Any picture in the data below should be skipped, while every line is repeated exactly.

# [INFORMATION PROVIDED]

↓

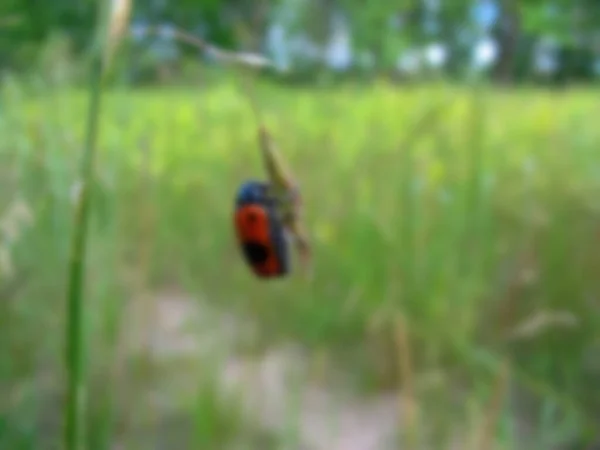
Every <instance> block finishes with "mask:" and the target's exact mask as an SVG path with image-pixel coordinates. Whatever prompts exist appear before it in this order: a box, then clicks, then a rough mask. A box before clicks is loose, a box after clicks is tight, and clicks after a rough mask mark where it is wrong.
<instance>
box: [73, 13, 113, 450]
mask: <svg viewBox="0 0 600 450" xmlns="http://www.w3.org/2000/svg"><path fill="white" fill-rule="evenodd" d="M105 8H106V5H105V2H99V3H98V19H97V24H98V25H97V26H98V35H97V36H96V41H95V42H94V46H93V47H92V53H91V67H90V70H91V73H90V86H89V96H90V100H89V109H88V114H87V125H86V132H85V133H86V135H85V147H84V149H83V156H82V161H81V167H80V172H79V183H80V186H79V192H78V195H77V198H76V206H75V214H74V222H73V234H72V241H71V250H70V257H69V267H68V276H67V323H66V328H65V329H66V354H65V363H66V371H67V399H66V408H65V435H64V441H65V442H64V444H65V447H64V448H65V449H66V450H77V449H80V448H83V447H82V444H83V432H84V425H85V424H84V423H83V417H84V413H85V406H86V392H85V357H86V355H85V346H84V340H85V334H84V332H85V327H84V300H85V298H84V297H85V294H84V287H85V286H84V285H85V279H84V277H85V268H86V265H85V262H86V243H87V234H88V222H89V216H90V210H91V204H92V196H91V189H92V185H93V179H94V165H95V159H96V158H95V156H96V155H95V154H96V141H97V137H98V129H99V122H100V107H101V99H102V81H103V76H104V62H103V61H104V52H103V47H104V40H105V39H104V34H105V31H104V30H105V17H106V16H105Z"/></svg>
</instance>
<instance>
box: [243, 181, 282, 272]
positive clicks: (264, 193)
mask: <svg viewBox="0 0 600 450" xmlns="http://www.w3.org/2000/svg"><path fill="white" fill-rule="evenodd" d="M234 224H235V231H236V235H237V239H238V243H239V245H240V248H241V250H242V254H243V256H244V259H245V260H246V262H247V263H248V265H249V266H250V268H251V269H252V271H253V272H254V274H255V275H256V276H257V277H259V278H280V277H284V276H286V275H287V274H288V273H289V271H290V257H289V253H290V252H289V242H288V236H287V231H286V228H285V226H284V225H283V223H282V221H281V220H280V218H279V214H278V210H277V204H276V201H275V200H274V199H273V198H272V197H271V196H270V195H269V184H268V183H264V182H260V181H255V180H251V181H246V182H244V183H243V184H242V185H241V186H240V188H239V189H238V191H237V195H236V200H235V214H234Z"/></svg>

↑

# [WRITTEN SOLUTION]
Every <instance> block finishes with "mask:" and the target's exact mask as an SVG path with image-pixel coordinates. Whatever prompts exist appear before it in this order: a box, then clicks, then a rough mask. A box before clicks is loose, a box after clicks is tight, and clicks after a rough mask mark where it is wrong.
<instance>
box: [73, 13, 113, 450]
mask: <svg viewBox="0 0 600 450" xmlns="http://www.w3.org/2000/svg"><path fill="white" fill-rule="evenodd" d="M105 8H106V5H105V2H99V3H98V19H97V24H98V25H97V26H98V35H97V36H96V41H95V42H94V46H93V47H92V53H91V67H90V70H91V73H90V86H89V96H90V100H89V109H88V114H87V125H86V132H85V133H86V135H85V147H84V149H83V156H82V161H81V167H80V172H79V183H80V186H79V192H78V195H77V198H76V206H75V214H74V222H73V234H72V241H71V250H70V257H69V267H68V276H67V323H66V328H65V329H66V354H65V363H66V371H67V399H66V408H65V435H64V441H65V442H64V444H65V447H64V448H65V449H66V450H77V449H80V448H83V447H82V444H83V432H84V425H85V424H84V423H83V417H84V413H85V406H86V392H85V357H86V355H85V346H84V340H85V334H84V332H85V327H84V300H85V298H84V297H85V294H84V287H85V286H84V285H85V279H84V277H85V268H86V265H85V262H86V243H87V234H88V222H89V216H90V210H91V204H92V196H91V189H92V185H93V179H94V165H95V159H96V158H95V156H96V155H95V154H96V141H97V137H98V129H99V122H100V107H101V99H102V81H103V76H104V62H103V61H104V52H103V47H104V40H105V39H104V34H105V31H104V30H105V17H106V16H105Z"/></svg>
</instance>
<instance>
box: [243, 181, 282, 272]
positive clicks: (264, 193)
mask: <svg viewBox="0 0 600 450" xmlns="http://www.w3.org/2000/svg"><path fill="white" fill-rule="evenodd" d="M234 224H235V231H236V235H237V239H238V243H239V245H240V248H241V250H242V254H243V256H244V259H245V260H246V262H247V263H248V265H249V266H250V268H251V269H252V271H253V272H254V274H255V275H256V276H257V277H259V278H280V277H284V276H286V275H287V274H288V273H289V271H290V257H289V253H290V252H289V242H288V236H287V231H286V228H285V226H284V225H283V223H282V221H281V220H280V218H279V214H278V210H277V204H276V201H275V200H274V199H273V198H272V197H271V196H270V195H269V184H268V183H264V182H260V181H255V180H251V181H246V182H244V183H243V184H242V185H241V186H240V188H239V189H238V191H237V195H236V200H235V214H234Z"/></svg>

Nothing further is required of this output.